**Document segment:**

The third method is the cross dependency method.  Under that approach the income of the two spouses is added together and treated as a common pool for the expenses of the family.  It is assumed that a family of one requires about 70 percent of the income of a family of two to maintain the same standard of living.  This method takes 70 percent of the combined income and then deducts surviving spouses’ income on the basis that 100 percent of that income is now available solely to the surviving spouse.  This approach can be very unfair to a surviving spouse earning much more than the deceased spouse (and can even result in no compensation to the surviving spouse).   Again 4 to 5 percent of the lost income is awarded to each child.

It is important to understand these approaches when dealing with any case involving the death of a parent and to engage an accountant to do the calculation.

For a good discussion on these different approaches read 2000 CanLII 22711 (ON SC) | Hechavarria v. Reale | CanLII.

**Region pointing data:**
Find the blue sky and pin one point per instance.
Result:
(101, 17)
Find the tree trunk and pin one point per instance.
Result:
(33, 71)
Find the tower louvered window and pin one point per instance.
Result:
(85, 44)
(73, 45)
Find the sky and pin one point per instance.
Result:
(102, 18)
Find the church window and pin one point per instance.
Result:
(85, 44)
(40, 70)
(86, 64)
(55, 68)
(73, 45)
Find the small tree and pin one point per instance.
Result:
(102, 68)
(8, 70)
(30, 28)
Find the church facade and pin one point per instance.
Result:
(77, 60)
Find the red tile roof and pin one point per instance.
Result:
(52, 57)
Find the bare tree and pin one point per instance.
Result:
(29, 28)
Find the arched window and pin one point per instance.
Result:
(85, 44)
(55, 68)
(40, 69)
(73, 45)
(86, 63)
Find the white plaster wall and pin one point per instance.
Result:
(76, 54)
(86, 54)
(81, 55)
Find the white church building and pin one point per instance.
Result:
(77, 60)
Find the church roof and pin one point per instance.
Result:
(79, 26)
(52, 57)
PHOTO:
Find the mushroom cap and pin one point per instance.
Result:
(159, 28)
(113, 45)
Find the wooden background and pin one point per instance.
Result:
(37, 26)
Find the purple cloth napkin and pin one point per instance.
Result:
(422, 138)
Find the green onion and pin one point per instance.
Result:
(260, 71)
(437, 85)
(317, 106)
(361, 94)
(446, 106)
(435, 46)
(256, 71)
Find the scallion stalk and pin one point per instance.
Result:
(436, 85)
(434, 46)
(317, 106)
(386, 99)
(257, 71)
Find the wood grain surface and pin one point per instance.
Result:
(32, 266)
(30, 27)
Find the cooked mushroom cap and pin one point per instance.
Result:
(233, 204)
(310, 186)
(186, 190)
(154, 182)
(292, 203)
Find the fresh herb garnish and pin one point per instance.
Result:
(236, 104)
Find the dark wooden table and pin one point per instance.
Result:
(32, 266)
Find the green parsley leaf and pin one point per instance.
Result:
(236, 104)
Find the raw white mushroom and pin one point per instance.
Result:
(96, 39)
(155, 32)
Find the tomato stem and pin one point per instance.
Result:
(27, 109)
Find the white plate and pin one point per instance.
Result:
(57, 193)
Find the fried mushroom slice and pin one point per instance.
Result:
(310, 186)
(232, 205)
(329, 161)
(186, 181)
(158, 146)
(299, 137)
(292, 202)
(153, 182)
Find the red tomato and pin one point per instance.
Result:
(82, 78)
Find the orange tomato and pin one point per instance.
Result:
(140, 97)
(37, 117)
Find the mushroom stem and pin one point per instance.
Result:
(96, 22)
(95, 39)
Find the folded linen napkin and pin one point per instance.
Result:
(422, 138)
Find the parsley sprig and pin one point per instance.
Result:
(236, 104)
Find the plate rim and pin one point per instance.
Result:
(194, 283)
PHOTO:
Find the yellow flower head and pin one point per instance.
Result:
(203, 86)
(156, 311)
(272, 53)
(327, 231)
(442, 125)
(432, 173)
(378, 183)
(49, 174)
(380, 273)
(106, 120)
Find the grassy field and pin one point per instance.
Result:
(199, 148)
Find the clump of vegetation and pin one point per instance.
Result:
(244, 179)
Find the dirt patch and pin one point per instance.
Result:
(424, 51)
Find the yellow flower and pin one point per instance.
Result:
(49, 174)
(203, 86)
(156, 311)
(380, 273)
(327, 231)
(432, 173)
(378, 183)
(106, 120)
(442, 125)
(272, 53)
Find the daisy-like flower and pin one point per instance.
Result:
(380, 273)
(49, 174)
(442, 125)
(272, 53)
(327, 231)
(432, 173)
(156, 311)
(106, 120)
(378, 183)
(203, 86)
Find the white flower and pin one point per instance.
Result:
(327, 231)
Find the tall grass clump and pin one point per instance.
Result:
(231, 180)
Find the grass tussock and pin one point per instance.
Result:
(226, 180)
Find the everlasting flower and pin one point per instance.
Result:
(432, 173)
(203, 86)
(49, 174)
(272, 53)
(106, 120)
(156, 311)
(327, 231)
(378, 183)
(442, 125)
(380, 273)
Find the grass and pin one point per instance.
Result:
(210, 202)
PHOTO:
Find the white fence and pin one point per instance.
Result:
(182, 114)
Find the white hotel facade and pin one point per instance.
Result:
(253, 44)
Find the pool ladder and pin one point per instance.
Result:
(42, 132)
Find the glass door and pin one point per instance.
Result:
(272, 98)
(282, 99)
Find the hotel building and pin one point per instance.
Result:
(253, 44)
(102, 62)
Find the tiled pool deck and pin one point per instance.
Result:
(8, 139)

**Activity A:**
In the passage above on the cross dependency method, does the text support each statement? (i) A family of one is assumed to need about 70 percent of the income of a family of two to keep the same standard of living. (ii) The method deducts the deceased spouse's income from 70 percent of the combined income. (iii) Each child is awarded 10 percent of the lost income. Answer yes or no for each, and quote the words of the text that decide it.
**Activity B:**
Write what follows the last sentence of the passage above on methods of calculating a surviving family's loss.

**Written reply A:**
(i) Yes: "It is assumed that a family of one requires about 70 percent of the income of a family of two to maintain the same standard of living."
(ii) No: "This method takes 70 percent of the combined income and then deducts surviving spouses’ income"
(iii) No: "Again 4 to 5 percent of the lost income is awarded to each child."

**Written reply B:**
Consider the situation where kids lose both parents.   Is there a pecuniary loss where the children’s needs are being met by relatives?  The Ontario Court of Appeal has said yes.   In 1996 CanLII 1117 (ON CA) | Butterfield (Guardian of) v. Butterfield Estate | CanLII the parents of two children were killed in a car crash.  The father was at fault.   The children sued him and claimed a loss of income arising from their mother’s death.   No claim for loss of the father’s income could be made since he was at fault.   The kids were taken in by an aunt and uncle who took care of them.   The defendant argued that because the kids were being provided for there could no dependency loss in respect of the mom’s income.   The Court of Appeal awarded the kids 70% of the mom’s income dismissing the double recovery argument:

The Godins are aunt and uncle of the children and although they willingly chose to take the children in and look after them, theirs was no less a gratuitous act motivated by compassion.   It follows that the Ratych principles have no application.   Accordingly, the trial judge was correct in refusing to reduce the dependency claims on account of the benevolence of the Godins.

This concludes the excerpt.